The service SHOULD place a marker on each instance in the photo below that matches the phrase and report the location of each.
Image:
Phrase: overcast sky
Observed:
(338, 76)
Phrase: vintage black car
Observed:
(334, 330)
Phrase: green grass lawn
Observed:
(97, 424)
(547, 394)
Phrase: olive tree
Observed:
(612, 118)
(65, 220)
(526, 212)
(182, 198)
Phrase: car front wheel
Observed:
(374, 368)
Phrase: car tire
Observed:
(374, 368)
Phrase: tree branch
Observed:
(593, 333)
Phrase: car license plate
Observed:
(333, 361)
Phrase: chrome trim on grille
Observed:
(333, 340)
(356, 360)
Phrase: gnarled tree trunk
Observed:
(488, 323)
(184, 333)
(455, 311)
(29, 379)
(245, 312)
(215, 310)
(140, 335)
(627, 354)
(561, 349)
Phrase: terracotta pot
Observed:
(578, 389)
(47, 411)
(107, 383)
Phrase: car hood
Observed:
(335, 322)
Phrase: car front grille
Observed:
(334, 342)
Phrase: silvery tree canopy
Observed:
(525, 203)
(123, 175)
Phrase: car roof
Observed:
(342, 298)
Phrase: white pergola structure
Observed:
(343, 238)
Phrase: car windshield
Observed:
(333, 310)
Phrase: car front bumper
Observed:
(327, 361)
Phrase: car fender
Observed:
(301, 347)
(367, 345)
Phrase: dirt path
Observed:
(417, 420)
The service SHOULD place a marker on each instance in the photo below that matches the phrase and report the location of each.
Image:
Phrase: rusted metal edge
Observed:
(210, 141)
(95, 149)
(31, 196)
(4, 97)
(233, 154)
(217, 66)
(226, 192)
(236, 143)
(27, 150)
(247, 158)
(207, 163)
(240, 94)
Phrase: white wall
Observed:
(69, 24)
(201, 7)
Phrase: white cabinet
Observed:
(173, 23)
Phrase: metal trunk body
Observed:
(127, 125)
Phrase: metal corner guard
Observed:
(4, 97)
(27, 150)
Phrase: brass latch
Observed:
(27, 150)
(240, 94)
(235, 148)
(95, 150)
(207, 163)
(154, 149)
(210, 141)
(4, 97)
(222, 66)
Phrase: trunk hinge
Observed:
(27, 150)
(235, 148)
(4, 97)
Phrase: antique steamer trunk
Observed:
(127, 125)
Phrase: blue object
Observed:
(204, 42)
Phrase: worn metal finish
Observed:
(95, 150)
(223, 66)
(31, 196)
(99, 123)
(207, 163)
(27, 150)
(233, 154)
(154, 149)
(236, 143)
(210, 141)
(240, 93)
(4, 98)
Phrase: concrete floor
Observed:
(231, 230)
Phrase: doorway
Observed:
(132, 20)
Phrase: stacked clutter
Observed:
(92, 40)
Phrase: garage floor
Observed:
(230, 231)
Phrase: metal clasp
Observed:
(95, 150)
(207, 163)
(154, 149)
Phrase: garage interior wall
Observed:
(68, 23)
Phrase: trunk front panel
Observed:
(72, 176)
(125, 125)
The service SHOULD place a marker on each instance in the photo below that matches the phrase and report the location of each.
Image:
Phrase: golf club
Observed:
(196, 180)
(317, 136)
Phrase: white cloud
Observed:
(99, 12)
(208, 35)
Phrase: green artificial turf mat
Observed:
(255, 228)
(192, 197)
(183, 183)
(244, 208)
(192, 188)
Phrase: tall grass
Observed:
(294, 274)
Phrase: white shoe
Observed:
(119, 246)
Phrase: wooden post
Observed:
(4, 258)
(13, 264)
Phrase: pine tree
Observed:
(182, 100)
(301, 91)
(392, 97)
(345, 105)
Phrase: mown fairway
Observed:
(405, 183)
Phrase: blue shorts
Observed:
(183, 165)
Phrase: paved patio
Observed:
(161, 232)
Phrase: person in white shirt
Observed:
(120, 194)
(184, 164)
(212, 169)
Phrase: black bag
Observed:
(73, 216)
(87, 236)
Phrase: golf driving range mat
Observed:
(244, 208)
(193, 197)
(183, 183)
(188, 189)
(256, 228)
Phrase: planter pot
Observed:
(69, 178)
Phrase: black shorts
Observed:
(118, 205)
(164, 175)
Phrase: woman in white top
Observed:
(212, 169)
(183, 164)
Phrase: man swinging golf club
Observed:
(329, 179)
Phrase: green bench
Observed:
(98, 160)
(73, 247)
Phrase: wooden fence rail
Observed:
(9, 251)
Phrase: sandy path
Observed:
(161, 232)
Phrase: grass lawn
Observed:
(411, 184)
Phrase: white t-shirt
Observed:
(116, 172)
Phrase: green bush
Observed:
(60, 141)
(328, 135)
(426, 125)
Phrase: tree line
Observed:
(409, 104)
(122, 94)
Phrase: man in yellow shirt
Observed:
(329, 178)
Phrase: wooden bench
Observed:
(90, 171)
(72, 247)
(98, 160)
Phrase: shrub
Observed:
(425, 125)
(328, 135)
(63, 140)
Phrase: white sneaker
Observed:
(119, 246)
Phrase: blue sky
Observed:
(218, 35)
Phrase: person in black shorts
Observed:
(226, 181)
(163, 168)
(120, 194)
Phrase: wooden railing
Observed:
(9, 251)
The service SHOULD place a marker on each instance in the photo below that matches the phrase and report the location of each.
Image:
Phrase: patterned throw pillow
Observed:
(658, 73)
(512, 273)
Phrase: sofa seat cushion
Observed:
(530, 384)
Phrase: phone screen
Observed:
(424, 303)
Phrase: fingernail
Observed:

• • •

Required action >> Whenever a line above includes "shirt", copy it in full.

Output for this exercise >>
Phrase: person in white shirt
Phrase: white t-shirt
Phrase: man in yellow shirt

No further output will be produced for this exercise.